Reproduce every line of the items below verbatim, leaving out the pictures.

(Labeled contour entries)
--- --- ---

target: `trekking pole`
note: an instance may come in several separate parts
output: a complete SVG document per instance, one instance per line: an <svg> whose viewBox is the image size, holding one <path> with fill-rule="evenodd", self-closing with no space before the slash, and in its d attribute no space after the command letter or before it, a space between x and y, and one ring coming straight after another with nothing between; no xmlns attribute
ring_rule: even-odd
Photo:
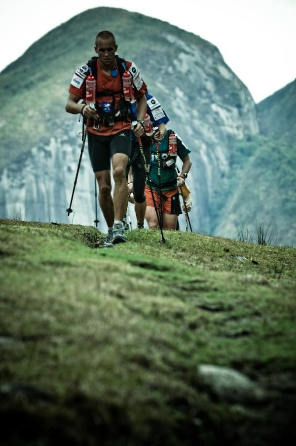
<svg viewBox="0 0 296 446"><path fill-rule="evenodd" d="M95 175L95 205L96 206L96 219L94 220L94 223L96 225L96 228L98 227L98 223L100 223L100 220L98 220L98 201L97 200L97 197L98 194L97 192L97 178L96 178L96 176Z"/></svg>
<svg viewBox="0 0 296 446"><path fill-rule="evenodd" d="M74 186L73 187L73 191L72 192L72 196L71 197L71 200L70 201L70 205L68 209L66 209L66 211L68 213L68 217L70 215L71 212L73 212L72 209L71 209L71 205L72 204L72 201L73 200L73 197L74 196L74 191L75 191L75 188L76 187L76 183L77 183L77 178L78 177L78 172L79 172L79 169L80 167L80 163L81 162L81 158L82 158L82 154L83 153L83 150L84 150L84 145L85 144L85 140L86 139L86 133L87 133L87 131L86 130L84 130L84 132L82 132L82 145L81 146L81 149L80 150L80 156L79 159L79 162L78 163L78 167L77 168L77 172L76 172L76 176L75 177L75 180L74 181Z"/></svg>
<svg viewBox="0 0 296 446"><path fill-rule="evenodd" d="M177 169L177 171L178 173L180 173L180 171L178 169L178 166L176 164L176 168ZM187 207L186 207L186 203L185 202L185 199L183 196L183 193L182 192L182 190L181 187L178 187L178 190L179 191L179 193L181 194L182 198L183 199L183 204L184 204L184 208L185 209L185 224L186 225L186 230L188 231L188 223L189 223L189 226L190 227L190 230L191 232L192 232L192 228L191 228L191 223L190 222L190 218L189 218L189 215L188 215L188 211L187 210Z"/></svg>
<svg viewBox="0 0 296 446"><path fill-rule="evenodd" d="M163 219L162 218L162 196L161 194L161 177L160 176L160 157L159 155L159 144L156 141L156 156L157 157L157 174L158 176L158 189L159 190L159 203L161 212L159 213L161 228L163 228Z"/></svg>
<svg viewBox="0 0 296 446"><path fill-rule="evenodd" d="M157 130L156 130L157 131ZM157 217L157 221L158 222L158 225L159 226L159 229L160 230L160 234L161 234L161 240L160 241L161 243L165 243L166 240L163 236L163 232L162 232L162 227L161 225L160 224L160 218L159 217L159 214L158 213L158 210L156 206L156 203L155 203L155 199L154 196L154 194L153 193L153 190L152 189L152 184L151 183L151 179L150 178L150 175L149 174L149 170L148 169L148 167L147 166L147 162L146 162L146 158L145 157L145 154L144 153L144 151L143 150L143 147L142 146L142 141L140 136L137 137L138 142L139 143L139 146L140 148L140 151L141 152L141 154L142 156L143 161L144 162L144 168L145 169L145 171L146 172L146 175L147 175L147 179L148 180L148 182L149 183L149 187L150 188L150 190L151 191L151 195L152 195L152 199L153 201L153 204L154 206L154 208L156 213L156 217Z"/></svg>
<svg viewBox="0 0 296 446"><path fill-rule="evenodd" d="M131 218L131 216L129 213L129 209L128 207L128 203L127 203L127 207L126 208L126 214L127 215L127 218L128 219L128 223L130 225L130 228L131 228L131 231L132 230L133 228L132 226L132 219Z"/></svg>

--- --- ---

§ **FULL SOLUTION**
target: `trekking pole`
note: an instance may come in several separate parts
output: a complete SVG document per instance, one instance per line: an <svg> whose viewBox is the image size, holding one <path> with fill-rule="evenodd", self-closing with no space before the slash, and in its d attribute no space after the command letter or before it, a space between x and y, and one ring coming straight after another with nothing between; no xmlns attribute
ring_rule: even-odd
Photo:
<svg viewBox="0 0 296 446"><path fill-rule="evenodd" d="M95 175L95 205L96 206L96 219L94 220L94 223L96 225L96 228L98 227L98 223L100 223L100 220L98 220L98 201L97 200L97 197L98 194L97 192L97 178L96 178L96 176Z"/></svg>
<svg viewBox="0 0 296 446"><path fill-rule="evenodd" d="M74 186L73 187L73 191L72 192L72 196L71 197L71 200L70 201L70 205L68 209L66 209L66 211L68 213L68 217L70 215L71 212L73 212L72 209L71 209L71 205L72 204L72 201L73 200L73 197L74 196L74 191L75 191L75 188L76 187L76 183L77 183L77 178L78 177L78 172L79 172L79 169L80 167L80 163L81 162L81 158L82 158L82 154L83 153L83 150L84 150L84 145L85 144L85 140L86 139L86 133L87 133L87 131L86 130L84 130L84 132L82 132L82 145L81 146L81 149L80 150L80 156L79 159L79 162L78 163L78 167L77 168L77 172L76 172L76 176L75 177L75 180L74 181Z"/></svg>
<svg viewBox="0 0 296 446"><path fill-rule="evenodd" d="M177 169L177 171L178 173L180 173L180 171L178 169L178 166L176 164L176 168ZM187 207L186 207L186 203L185 202L185 199L183 196L183 193L182 192L182 190L181 187L178 187L178 190L179 191L179 193L181 194L182 198L183 199L183 204L184 204L184 208L185 209L185 224L186 225L186 230L188 231L188 223L189 223L189 226L190 227L190 230L191 232L192 232L192 228L191 228L191 223L190 222L190 218L189 218L189 215L188 215L188 211L187 210Z"/></svg>
<svg viewBox="0 0 296 446"><path fill-rule="evenodd" d="M163 219L162 218L162 196L161 194L161 177L160 176L160 157L159 155L159 144L156 141L156 156L157 157L157 174L158 176L158 189L159 190L159 203L161 212L159 213L161 228L163 228Z"/></svg>
<svg viewBox="0 0 296 446"><path fill-rule="evenodd" d="M157 130L156 130L157 131ZM157 217L157 221L158 222L158 225L159 226L159 229L160 230L160 234L161 234L161 240L160 241L161 243L165 243L166 240L163 236L163 232L162 232L162 227L161 225L160 224L160 218L159 217L159 214L158 213L158 210L156 206L156 203L155 203L155 199L154 196L154 194L153 193L153 190L152 189L152 184L151 183L151 179L150 178L150 175L149 174L149 170L148 169L148 167L147 166L147 162L146 162L146 158L145 157L145 154L144 153L144 151L143 150L143 147L142 146L142 141L140 136L137 137L138 142L139 143L139 146L140 148L140 151L141 152L141 154L142 156L143 161L144 162L144 168L145 169L145 171L146 172L146 175L147 175L147 179L148 180L148 182L149 183L149 187L150 188L150 190L151 191L151 195L152 195L152 199L153 201L153 204L154 206L154 208L156 213L156 217Z"/></svg>
<svg viewBox="0 0 296 446"><path fill-rule="evenodd" d="M131 218L131 216L129 213L129 209L128 207L128 203L127 203L127 207L126 208L126 214L127 215L127 218L128 219L128 223L130 225L130 228L131 228L131 231L132 230L133 228L132 226L132 219Z"/></svg>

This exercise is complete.